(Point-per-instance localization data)
-----
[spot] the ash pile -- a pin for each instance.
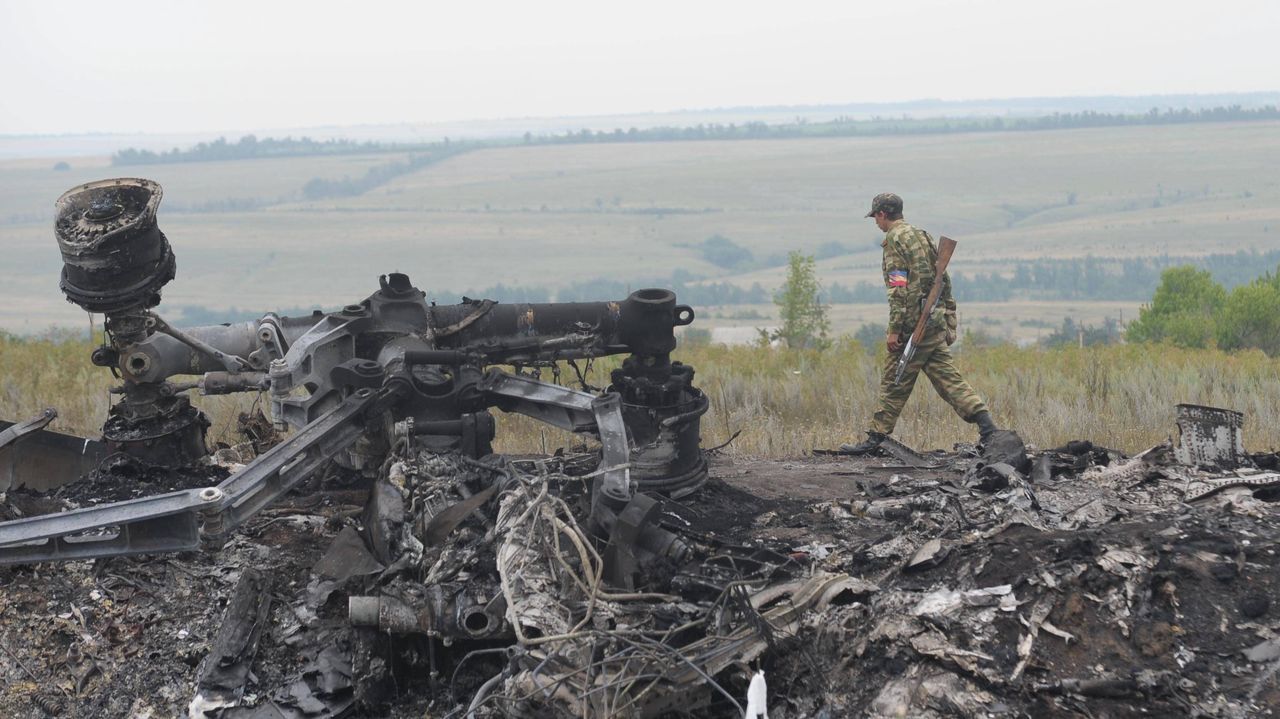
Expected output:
(1068, 582)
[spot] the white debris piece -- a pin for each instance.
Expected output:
(757, 697)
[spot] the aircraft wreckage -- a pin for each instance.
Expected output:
(369, 554)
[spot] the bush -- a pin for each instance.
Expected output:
(804, 316)
(1182, 311)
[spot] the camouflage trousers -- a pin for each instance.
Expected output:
(935, 360)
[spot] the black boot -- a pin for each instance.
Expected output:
(986, 426)
(864, 447)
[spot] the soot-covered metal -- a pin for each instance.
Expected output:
(365, 553)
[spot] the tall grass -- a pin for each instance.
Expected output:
(787, 402)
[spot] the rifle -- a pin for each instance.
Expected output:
(946, 247)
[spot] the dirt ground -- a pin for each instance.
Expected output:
(1095, 592)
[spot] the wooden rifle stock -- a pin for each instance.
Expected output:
(946, 247)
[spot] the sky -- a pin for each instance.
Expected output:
(181, 65)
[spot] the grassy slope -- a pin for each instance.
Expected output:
(789, 402)
(548, 215)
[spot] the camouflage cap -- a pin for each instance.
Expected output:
(886, 202)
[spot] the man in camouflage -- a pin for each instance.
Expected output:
(908, 265)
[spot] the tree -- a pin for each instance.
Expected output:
(804, 316)
(1182, 311)
(1251, 317)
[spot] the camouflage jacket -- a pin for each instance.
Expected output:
(910, 256)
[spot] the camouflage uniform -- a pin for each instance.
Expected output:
(909, 260)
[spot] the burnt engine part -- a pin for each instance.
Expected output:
(389, 371)
(114, 255)
(115, 260)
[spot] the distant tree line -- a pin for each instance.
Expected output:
(1189, 308)
(848, 127)
(252, 147)
(248, 147)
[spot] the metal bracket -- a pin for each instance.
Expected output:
(179, 521)
(16, 433)
(576, 412)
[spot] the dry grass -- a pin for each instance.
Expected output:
(549, 215)
(789, 402)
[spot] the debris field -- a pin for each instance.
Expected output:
(1066, 582)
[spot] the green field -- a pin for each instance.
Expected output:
(548, 215)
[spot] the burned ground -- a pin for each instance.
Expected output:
(1095, 594)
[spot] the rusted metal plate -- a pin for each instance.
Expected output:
(45, 459)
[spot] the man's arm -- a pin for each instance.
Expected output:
(897, 285)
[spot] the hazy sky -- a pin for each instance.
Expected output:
(172, 65)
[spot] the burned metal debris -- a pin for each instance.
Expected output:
(423, 575)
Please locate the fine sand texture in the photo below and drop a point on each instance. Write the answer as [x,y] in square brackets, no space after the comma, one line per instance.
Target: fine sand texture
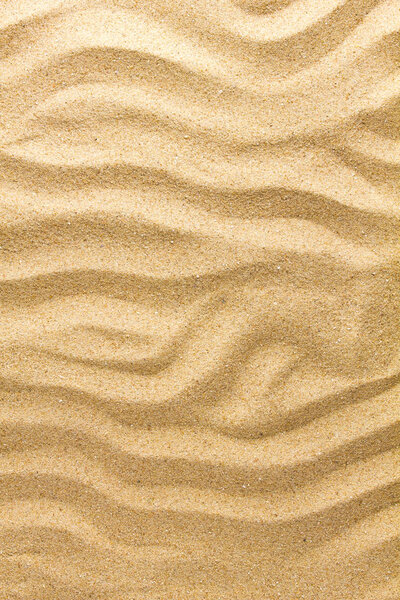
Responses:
[199,300]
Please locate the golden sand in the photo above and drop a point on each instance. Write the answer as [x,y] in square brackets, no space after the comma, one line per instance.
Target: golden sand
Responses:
[200,299]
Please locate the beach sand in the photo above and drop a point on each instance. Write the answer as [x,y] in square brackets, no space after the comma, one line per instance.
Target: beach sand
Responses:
[199,288]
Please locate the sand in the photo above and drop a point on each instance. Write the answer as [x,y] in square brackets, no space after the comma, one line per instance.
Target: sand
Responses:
[199,300]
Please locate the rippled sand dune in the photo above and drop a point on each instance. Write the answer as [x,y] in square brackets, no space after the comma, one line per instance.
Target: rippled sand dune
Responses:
[200,299]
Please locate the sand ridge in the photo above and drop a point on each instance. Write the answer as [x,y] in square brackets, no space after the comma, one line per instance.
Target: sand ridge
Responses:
[199,299]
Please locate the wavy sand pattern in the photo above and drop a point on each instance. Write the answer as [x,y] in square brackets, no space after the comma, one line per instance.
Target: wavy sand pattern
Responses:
[199,234]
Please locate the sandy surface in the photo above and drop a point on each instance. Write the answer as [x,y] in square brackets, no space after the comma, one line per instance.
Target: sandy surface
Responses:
[199,299]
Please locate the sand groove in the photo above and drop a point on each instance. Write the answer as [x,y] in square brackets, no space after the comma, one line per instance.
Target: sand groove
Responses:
[199,299]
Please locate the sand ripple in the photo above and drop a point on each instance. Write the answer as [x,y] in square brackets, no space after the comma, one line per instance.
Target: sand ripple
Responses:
[199,299]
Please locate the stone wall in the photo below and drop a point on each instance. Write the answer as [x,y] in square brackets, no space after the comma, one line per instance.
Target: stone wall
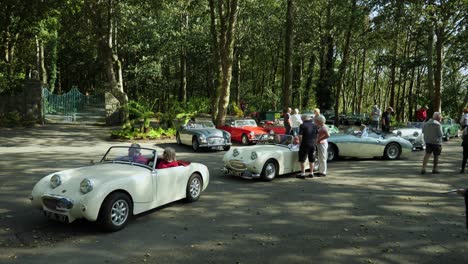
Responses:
[27,103]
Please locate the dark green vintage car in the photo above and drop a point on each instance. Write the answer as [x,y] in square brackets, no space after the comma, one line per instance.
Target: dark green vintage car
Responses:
[203,134]
[450,128]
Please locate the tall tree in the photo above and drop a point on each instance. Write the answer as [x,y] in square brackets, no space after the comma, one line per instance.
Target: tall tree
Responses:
[224,33]
[288,56]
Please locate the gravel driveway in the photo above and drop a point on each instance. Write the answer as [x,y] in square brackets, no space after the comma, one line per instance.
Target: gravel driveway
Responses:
[364,211]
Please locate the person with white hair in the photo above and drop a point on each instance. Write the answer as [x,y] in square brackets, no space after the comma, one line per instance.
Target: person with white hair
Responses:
[308,135]
[296,121]
[322,145]
[432,131]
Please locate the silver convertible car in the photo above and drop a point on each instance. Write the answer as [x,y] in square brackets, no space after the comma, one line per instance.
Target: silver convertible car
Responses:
[353,144]
[126,182]
[274,155]
[203,134]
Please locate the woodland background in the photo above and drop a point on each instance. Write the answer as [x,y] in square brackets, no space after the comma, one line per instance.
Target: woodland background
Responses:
[208,56]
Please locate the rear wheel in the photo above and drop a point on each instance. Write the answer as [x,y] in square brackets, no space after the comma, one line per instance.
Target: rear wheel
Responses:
[270,170]
[392,151]
[194,187]
[115,212]
[245,139]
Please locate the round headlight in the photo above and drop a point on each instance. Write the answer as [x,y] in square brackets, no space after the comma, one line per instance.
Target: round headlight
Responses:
[253,155]
[86,186]
[55,181]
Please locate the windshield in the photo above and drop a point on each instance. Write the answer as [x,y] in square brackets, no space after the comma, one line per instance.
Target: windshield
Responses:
[276,139]
[130,155]
[201,124]
[415,124]
[242,123]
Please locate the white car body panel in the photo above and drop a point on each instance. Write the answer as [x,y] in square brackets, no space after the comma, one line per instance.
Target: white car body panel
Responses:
[287,159]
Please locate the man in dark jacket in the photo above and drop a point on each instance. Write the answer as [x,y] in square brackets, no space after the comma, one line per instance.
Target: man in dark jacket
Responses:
[308,134]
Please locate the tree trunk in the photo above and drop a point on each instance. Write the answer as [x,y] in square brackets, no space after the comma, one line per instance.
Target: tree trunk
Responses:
[341,70]
[308,84]
[183,60]
[227,12]
[361,83]
[102,16]
[288,56]
[440,34]
[430,68]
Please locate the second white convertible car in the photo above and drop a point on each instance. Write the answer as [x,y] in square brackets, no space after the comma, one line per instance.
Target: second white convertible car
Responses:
[125,182]
[273,155]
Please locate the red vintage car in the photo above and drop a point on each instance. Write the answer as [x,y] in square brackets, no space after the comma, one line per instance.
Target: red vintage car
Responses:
[243,130]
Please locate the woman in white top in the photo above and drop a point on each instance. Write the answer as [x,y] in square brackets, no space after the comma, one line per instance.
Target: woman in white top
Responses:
[296,122]
[322,145]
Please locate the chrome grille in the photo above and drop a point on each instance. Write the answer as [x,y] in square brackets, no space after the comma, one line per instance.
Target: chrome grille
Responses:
[215,141]
[57,203]
[238,164]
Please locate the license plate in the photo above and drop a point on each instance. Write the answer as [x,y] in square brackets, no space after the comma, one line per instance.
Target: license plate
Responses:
[56,216]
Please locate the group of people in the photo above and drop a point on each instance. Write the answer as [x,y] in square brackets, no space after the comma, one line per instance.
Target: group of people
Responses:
[310,136]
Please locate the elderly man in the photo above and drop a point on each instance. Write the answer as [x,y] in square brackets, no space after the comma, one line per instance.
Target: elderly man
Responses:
[432,131]
[308,134]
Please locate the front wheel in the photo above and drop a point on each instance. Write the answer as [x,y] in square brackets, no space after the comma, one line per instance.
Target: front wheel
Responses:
[115,212]
[269,171]
[194,187]
[244,139]
[392,151]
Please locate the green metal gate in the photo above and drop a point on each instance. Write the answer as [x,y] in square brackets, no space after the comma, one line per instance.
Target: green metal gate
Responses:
[73,106]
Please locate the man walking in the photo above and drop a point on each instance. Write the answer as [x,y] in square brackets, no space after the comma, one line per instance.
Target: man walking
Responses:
[432,131]
[308,134]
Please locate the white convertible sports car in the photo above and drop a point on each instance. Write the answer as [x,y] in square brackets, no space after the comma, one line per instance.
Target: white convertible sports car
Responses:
[352,144]
[125,183]
[412,133]
[273,155]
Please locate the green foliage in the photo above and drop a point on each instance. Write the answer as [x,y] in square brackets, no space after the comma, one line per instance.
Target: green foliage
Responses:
[140,114]
[15,119]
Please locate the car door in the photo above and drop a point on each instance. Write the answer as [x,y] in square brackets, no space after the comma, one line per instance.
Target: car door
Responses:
[170,184]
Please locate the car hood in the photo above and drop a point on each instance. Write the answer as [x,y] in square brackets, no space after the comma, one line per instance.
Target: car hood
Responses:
[103,172]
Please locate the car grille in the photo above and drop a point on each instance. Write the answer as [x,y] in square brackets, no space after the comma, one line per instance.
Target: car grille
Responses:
[57,203]
[258,136]
[215,141]
[238,165]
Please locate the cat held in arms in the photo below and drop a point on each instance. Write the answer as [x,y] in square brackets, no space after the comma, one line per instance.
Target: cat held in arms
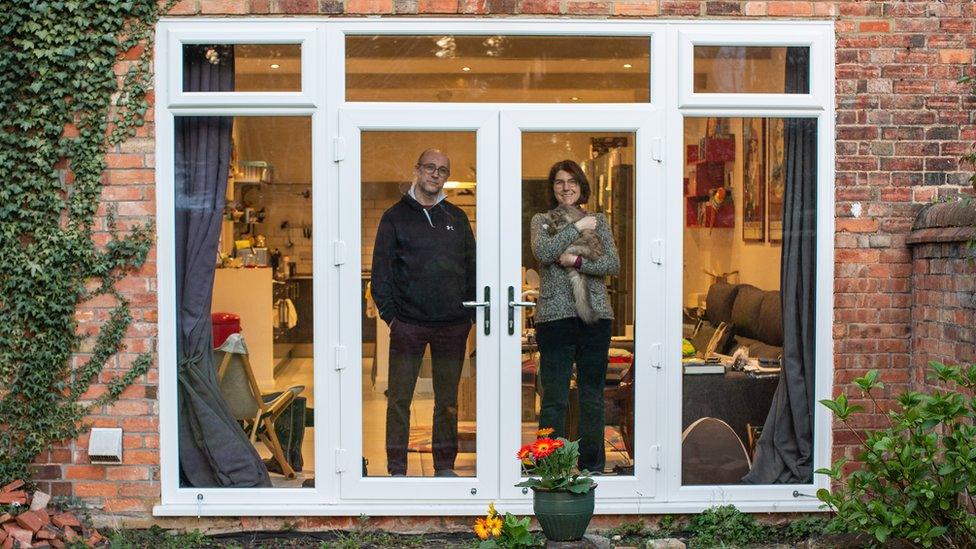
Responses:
[587,245]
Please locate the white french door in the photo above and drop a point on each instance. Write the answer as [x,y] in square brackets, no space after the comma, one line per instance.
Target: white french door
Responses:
[500,159]
[381,153]
[619,153]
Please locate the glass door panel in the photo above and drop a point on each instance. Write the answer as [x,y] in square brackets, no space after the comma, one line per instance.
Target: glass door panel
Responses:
[583,346]
[417,294]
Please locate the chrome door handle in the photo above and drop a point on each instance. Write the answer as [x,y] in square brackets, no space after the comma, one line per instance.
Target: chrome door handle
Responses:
[486,305]
[511,308]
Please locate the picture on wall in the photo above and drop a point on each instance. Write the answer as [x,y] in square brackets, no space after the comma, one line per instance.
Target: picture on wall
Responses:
[754,180]
[776,177]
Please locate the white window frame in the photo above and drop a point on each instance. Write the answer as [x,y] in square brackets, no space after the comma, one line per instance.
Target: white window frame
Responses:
[322,95]
[764,35]
[302,34]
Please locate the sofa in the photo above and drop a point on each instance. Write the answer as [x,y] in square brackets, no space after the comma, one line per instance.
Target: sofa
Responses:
[754,319]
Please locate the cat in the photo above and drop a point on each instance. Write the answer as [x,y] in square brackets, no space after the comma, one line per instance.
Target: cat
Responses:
[587,245]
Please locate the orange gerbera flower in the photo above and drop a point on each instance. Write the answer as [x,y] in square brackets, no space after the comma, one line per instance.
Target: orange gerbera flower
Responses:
[481,528]
[544,446]
[494,526]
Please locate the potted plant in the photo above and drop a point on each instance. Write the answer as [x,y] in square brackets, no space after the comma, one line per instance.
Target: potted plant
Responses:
[562,497]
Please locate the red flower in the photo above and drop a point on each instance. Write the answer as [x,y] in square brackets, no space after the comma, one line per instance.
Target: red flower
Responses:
[544,446]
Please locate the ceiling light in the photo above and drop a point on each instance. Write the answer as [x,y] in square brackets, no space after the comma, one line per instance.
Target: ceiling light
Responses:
[460,185]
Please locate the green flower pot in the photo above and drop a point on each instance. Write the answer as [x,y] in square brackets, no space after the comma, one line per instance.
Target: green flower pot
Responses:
[563,516]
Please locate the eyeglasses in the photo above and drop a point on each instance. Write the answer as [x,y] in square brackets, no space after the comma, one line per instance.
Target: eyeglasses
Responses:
[429,169]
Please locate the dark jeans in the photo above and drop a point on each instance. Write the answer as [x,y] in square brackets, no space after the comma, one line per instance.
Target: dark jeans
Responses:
[407,345]
[561,343]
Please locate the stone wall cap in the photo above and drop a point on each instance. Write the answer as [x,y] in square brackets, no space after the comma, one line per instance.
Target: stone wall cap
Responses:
[944,222]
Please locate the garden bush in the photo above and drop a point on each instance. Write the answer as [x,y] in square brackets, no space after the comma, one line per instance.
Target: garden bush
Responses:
[918,474]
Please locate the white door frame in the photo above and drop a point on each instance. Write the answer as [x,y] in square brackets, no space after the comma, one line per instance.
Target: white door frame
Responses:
[647,124]
[352,122]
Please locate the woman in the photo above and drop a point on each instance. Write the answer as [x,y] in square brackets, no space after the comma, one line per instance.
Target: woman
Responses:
[563,338]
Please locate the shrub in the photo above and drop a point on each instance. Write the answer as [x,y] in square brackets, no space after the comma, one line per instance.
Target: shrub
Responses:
[919,473]
[725,526]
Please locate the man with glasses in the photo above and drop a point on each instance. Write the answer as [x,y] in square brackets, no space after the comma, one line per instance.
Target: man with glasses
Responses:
[423,268]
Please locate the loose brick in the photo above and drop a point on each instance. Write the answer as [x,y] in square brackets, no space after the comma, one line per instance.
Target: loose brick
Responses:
[16,496]
[30,521]
[13,486]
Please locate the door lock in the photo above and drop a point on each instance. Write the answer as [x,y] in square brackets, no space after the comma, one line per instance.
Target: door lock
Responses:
[486,305]
[511,308]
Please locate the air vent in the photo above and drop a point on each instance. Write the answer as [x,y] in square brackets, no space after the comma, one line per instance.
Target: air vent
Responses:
[105,445]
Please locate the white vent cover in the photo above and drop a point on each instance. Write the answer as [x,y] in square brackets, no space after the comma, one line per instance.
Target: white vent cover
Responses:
[105,445]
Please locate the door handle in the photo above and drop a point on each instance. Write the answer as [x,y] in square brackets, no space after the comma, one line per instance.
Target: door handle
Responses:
[511,308]
[486,305]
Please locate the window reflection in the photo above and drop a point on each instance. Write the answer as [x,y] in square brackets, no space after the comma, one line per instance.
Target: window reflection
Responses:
[516,69]
[747,69]
[255,67]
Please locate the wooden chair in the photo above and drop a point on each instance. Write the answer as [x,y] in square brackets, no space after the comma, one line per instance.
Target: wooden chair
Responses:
[243,396]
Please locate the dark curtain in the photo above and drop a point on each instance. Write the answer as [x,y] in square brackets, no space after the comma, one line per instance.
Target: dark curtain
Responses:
[214,450]
[784,452]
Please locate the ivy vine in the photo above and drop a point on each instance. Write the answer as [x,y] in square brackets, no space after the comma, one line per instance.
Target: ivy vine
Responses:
[62,107]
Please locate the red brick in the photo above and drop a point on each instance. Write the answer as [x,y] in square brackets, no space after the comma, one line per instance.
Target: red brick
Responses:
[369,6]
[636,9]
[437,6]
[223,7]
[874,26]
[587,8]
[790,9]
[95,489]
[540,6]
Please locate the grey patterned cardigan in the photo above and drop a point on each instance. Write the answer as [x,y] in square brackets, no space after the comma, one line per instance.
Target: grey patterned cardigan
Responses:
[555,292]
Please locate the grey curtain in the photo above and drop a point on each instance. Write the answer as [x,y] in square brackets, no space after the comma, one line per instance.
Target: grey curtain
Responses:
[784,453]
[214,450]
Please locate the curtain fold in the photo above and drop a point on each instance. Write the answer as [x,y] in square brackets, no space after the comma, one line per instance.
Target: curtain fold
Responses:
[784,453]
[214,450]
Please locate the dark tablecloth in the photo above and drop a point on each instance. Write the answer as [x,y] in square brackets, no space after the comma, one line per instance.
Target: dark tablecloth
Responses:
[735,398]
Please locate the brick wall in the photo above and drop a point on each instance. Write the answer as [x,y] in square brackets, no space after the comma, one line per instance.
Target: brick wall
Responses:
[902,122]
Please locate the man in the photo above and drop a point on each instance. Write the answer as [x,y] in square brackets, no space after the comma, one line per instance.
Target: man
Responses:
[423,268]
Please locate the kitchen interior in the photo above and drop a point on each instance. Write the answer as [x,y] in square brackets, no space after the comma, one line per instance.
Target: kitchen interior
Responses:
[264,273]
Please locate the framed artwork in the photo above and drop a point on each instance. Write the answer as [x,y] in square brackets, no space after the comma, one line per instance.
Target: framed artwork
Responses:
[775,150]
[754,179]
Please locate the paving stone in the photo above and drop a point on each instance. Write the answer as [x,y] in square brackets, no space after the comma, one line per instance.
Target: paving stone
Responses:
[30,521]
[589,541]
[40,500]
[665,543]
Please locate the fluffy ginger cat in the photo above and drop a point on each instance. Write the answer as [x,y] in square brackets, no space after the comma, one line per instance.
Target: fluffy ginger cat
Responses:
[587,245]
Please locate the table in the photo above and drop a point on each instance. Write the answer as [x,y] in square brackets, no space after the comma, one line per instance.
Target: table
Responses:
[735,397]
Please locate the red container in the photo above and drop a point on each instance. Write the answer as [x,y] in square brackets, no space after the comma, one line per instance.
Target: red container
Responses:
[224,324]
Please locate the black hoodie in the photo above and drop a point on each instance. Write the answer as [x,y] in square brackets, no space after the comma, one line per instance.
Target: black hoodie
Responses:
[424,264]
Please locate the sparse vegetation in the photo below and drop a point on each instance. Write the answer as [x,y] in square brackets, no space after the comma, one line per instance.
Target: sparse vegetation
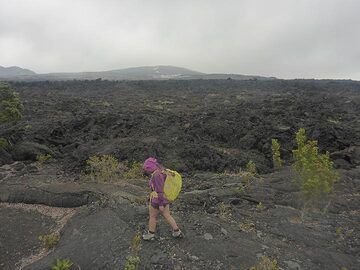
-----
## Exercise details
Which lines of the data contain "interior"? Copy them all.

## Exercise output
Please locate the kitchen interior in the photo above and drop a point on each instance. Write the answer as [x,y] in square brackets, no space after the comma, one line per instance.
Target: kitchen interior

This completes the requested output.